---------- Исходный текст
Аллофоны одного позиционного ряда, т. е. одной фонемы, бывают разных типов в зависимости от характера позиции (сильная — слабая) в плане выполнения фонемой указанных выше функций (см. Московская фонологическая школа). В позиции, сильной для обеих функций, представлен основной вид фонемы («важнейший звук» — у Джоунза); в сигнификативно слабой позиции, т. е. в позиции нейтрализации, — вариант (такой аллофон некоторые языковеды называют архифонемой, неточно следуя Р. О. Якобсону и Н. С. Трубецкому, или слабой фонемой, по Р. И. Аванесову); в перцептивно слабой позиции — вариация (вариант, по Трубецкому и Аванесову, или оттенок фонемы, по Л. В. Щербе). Например, фонема [о] представлена основным видом в слове «лом», вариантом [а] — в «ломать», вариацией [ӧ] — в «Лёня». В терминах РП варианты и вариации можно определить как модификации фонем по дифференциальному признаку в 1‑м случае и по интегральному — во 2‑м. При неполных позиционных рядах аллофонов, в которых отсутствует основной вид фонемы (т. е. сигнификативно сильная позиция не заполнена), точное фонемное отождествление прочих вариантов невозможно, и некоторые фонологи (Сидоров, П. С. Кузнецов, А. А. Реформатский, Панов и другие) постулируют для неполных аллофонических рядов особую единицу — гиперфонему, обозначая так не индивидуальную, а групповую фонемическую отличимость; например, в слове «бара́н» гласный 1‑го слога реализует не простую «проверяемую» фонему, а гиперфонему ⟨А/О⟩, отличимую от гиперфонемы ⟨У⟩ в «бура́н». Система фонем, их функции и закономерности позиционной реализации изучаются в фонологии.
--------------------
---------- Выдержки из данных
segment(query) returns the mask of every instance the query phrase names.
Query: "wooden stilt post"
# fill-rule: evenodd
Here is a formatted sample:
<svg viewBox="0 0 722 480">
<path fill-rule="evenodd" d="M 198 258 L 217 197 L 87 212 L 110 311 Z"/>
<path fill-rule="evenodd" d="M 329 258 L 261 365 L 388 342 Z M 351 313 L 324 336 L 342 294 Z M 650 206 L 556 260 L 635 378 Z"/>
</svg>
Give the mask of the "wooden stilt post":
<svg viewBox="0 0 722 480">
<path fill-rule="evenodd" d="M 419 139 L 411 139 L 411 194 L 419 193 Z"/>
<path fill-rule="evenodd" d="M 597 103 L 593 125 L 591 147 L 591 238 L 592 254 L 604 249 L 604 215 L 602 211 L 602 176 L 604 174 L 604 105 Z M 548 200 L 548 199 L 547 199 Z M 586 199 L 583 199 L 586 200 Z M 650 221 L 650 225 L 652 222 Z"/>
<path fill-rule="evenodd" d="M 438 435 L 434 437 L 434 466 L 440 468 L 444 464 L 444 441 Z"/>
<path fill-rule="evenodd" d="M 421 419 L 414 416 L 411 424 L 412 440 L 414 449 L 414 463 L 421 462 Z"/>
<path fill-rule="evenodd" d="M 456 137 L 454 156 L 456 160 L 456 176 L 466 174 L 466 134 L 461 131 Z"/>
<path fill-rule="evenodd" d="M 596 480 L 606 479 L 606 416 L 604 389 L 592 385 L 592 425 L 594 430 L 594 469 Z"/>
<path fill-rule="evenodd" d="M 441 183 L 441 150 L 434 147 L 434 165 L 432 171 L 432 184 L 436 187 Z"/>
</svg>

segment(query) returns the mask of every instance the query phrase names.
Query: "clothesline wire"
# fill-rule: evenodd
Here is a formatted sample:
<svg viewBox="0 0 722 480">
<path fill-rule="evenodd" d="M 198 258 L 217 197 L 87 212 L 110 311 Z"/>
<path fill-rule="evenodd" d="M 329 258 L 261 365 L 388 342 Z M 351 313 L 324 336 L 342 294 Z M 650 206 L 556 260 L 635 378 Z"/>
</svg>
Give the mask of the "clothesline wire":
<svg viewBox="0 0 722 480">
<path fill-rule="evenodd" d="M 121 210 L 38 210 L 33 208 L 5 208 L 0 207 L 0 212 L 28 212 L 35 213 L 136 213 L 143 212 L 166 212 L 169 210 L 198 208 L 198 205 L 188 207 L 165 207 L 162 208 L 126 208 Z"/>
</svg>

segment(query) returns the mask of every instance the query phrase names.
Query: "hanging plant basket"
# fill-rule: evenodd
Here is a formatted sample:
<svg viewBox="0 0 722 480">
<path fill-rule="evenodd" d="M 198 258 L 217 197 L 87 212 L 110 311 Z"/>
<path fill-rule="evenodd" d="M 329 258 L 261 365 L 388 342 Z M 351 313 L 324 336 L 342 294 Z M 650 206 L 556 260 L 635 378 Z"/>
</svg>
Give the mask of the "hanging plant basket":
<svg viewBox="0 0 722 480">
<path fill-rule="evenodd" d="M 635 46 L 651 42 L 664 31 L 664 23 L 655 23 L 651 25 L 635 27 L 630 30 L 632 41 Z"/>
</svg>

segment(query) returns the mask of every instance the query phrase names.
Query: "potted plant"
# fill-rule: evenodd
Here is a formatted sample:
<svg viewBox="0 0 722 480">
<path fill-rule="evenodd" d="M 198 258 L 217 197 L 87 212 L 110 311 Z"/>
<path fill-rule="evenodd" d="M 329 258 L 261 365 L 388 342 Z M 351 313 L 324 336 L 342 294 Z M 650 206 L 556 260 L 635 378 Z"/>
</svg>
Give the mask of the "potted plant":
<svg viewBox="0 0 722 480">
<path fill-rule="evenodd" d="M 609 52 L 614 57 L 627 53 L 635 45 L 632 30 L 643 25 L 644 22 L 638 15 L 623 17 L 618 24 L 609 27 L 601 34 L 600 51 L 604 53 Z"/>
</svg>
--------------------
Выполните задания
1 – Перечислите все слова, которые во фрагменте об аллофонах приведены в кавычках как примеры.
2 – Пожалуйста, извлеките дословно строки с данными для разметки контуров от самого начала до строки, содержащей «597 103 L 593», включительно.

Ожидаемые ответы
1 – лом, ломать, Лёня, бара́н, бура́н

2 –
segment(query) returns the mask of every instance the query phrase names.
Query: "wooden stilt post"
# fill-rule: evenodd
Here is a formatted sample:
<svg viewBox="0 0 722 480">
<path fill-rule="evenodd" d="M 198 258 L 217 197 L 87 212 L 110 311 Z"/>
<path fill-rule="evenodd" d="M 329 258 L 261 365 L 388 342 Z M 351 313 L 324 336 L 342 294 Z M 650 206 L 556 260 L 635 378 Z"/>
</svg>
Give the mask of the "wooden stilt post":
<svg viewBox="0 0 722 480">
<path fill-rule="evenodd" d="M 419 139 L 411 139 L 411 194 L 419 193 Z"/>
<path fill-rule="evenodd" d="M 597 103 L 593 125 L 591 147 L 591 238 L 592 254 L 604 249 L 604 215 L 602 211 L 602 176 L 604 174 L 604 105 Z M 548 200 L 548 199 L 547 199 Z M 586 199 L 583 199 L 586 200 Z M 650 221 L 650 225 L 652 222 Z"/>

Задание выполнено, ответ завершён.